= READING PASSAGE =

_ _ _

The Elveden Bypass opened during Easter 2014 with one lane in use each way. The full dual carriageway between Barton Mills and Thetford was opened on 12 December 2014 by transport secretary Patrick McLoughlin.

=== Thickthorn Junction improvements ===
National Highways has proposed an improvement to Thickthorn Junction, where the A11 meets the A47. The new junction will have two free-flow slip roads between the A11 and the A47. This scheme was the subject of a legal challenge, alongside the plans to dual the A47 between Blofield and North Burlingham. The £153m million contract was awarded to Skanska with the new junction to open in 2028/29.

==Former sections==
===City of London===
Originally, the A11 started at the Bank of England in the City of London, next to Bank Underground station, and went eastwards along Cornhill and Leadenhall Street, past Aldgate Pump and along Aldgate. Hence leading to the current A11 starting point at Aldgate.

===Newham===
From Bow Interchange, A118 briefly becomes a dual carriageway as it crosses the valley of the River Lea. This dual carriageway section ends at Stratford town centre, and was a one-way system until 16 September 2018, the eastbound road of which, Great Eastern Road, passed Stratford station. The formerly westbound road is now two way, called Broadway and The Grove; the latter road runs north–south. The old A11 then becomes Leytonstone Road; Maryland railway station turns northwards on the corner where the name change occurs. Meanwhile, the A118 heads eastward along its route towards Ilford and Romford. The A112 also joins the one-way system, heading north–south.

===Waltham Forest===
North of Maryland, the old A11 crosses from the London Borough of Newham into the London Borough of Waltham Forest and becomes High Road Leytonstone, passing under the Gospel Oak to Barking line.

===Redbridge===
Once past the Green Man Interchange, the former A11 route enters the London Borough of Redbridge and briefly becomes a southern extension to the A113 before turning into the A1199 (a duplicate designation, given that there is another A1199 in Islington), and is called Hollybush Hill, Woodford Road and High Road Woodford Green. It crosses over the A406 at Gates Corner (named after a Ford car showroom, which was turned into residential flats in 2006), but since the A406 was widened when the M11 was constructed there are no slip roads for interchange and the old A11 passes over the top. It merges with the A104 Woodford New Road by the Statue of Winston Churchill and becomes the A104 High Road Woodford Green. North, the road was A11 until the M11 opened in the 1970s, triggering the downgrading of the A11 between Woodford and Stump Cross (see below). Just before leaving London for Essex, the A104 becomes Epping New Road.

_ _ _

= RECORDED DATA =
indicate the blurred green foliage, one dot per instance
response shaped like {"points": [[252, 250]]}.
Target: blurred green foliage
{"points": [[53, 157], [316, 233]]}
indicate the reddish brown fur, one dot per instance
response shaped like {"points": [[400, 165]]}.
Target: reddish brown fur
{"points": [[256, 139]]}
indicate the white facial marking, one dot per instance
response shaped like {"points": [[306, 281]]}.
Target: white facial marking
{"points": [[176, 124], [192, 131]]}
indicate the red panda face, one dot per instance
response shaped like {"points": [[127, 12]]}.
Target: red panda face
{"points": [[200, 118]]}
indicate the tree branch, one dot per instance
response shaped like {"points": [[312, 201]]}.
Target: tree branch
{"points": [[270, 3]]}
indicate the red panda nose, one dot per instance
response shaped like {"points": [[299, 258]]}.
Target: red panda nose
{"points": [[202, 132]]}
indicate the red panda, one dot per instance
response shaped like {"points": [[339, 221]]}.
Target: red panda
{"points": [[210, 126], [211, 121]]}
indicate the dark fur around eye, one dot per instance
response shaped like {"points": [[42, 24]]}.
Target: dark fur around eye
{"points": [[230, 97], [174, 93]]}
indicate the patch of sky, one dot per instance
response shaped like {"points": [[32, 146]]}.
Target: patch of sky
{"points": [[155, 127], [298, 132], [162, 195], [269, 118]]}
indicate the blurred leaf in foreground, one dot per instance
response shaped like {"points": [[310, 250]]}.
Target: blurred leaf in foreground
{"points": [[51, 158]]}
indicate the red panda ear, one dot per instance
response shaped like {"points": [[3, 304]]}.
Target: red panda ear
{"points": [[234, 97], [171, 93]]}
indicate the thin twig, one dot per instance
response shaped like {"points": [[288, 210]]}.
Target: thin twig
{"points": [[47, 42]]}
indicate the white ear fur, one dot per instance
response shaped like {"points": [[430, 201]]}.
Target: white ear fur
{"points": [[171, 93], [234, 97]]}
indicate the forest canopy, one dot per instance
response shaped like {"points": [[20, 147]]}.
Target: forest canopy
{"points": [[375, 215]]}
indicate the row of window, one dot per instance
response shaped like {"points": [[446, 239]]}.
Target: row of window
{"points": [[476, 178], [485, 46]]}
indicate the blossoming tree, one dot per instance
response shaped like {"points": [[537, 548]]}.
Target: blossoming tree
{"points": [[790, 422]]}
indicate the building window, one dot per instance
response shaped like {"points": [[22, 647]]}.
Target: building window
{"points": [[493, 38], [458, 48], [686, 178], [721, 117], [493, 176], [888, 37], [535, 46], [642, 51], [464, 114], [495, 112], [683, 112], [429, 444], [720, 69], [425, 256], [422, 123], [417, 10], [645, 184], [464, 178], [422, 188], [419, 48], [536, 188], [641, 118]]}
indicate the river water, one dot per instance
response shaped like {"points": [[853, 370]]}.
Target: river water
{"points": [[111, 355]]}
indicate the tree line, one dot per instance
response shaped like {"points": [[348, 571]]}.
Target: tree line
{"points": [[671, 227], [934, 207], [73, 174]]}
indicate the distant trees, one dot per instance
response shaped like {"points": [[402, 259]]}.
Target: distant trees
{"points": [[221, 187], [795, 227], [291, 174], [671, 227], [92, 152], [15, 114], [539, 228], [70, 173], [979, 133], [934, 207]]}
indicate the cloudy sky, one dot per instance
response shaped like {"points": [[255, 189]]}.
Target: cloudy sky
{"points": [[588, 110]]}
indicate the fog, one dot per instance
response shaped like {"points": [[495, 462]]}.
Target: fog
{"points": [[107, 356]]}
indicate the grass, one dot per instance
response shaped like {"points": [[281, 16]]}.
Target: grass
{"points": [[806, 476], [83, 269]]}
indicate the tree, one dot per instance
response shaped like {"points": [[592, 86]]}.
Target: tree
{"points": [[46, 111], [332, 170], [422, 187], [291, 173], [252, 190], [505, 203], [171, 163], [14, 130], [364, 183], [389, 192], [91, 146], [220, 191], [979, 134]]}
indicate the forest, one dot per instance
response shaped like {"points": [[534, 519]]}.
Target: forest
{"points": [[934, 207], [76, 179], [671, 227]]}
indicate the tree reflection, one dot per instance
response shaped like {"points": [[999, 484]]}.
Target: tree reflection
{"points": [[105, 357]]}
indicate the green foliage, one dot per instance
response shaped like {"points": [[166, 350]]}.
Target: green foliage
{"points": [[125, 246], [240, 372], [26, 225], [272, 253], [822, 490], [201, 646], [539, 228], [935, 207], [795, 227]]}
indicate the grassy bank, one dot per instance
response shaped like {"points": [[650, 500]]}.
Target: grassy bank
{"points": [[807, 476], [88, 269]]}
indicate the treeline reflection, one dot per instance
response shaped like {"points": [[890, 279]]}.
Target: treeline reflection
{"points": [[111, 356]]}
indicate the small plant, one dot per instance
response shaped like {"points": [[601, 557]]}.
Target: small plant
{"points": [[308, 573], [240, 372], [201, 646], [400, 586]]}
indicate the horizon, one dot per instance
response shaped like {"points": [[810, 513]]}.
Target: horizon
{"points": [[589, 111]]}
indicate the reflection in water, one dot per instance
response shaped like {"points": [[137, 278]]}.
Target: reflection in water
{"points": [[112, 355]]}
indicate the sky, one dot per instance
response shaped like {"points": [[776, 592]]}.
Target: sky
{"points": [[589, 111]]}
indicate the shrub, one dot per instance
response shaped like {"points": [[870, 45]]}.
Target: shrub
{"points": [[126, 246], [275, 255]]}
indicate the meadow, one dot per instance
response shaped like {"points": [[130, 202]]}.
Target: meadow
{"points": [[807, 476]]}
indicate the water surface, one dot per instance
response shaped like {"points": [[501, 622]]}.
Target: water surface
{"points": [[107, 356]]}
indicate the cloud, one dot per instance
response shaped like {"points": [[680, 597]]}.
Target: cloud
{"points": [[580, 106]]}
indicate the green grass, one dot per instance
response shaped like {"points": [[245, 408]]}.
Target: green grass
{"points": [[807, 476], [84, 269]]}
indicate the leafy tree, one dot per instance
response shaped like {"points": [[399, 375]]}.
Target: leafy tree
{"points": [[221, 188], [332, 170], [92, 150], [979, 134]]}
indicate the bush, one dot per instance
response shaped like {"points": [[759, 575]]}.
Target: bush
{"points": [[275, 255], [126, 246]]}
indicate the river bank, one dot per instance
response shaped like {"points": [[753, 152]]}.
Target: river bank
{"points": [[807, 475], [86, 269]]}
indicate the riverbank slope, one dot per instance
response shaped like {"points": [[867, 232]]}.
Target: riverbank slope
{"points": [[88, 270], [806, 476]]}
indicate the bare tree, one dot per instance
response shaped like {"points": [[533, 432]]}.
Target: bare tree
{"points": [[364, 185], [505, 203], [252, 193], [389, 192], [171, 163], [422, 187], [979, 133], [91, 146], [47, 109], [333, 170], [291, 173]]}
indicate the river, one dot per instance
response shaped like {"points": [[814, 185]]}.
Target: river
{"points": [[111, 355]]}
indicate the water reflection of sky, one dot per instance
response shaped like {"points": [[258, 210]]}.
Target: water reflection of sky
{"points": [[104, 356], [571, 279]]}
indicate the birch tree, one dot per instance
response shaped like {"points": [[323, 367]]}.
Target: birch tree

_ _ _

Write out everything in the A11 passage from "The Elveden Bypass" down to "open in 2028/29.", word for word. Work only from the passage about the A11 road.

The Elveden Bypass opened during Easter 2014 with one lane in use each way. The full dual carriageway between Barton Mills and Thetford was opened on 12 December 2014 by transport secretary Patrick McLoughlin.

=== Thickthorn Junction improvements ===
National Highways has proposed an improvement to Thickthorn Junction, where the A11 meets the A47. The new junction will have two free-flow slip roads between the A11 and the A47. This scheme was the subject of a legal challenge, alongside the plans to dual the A47 between Blofield and North Burlingham. The £153m million contract was awarded to Skanska with the new junction to open in 2028/29.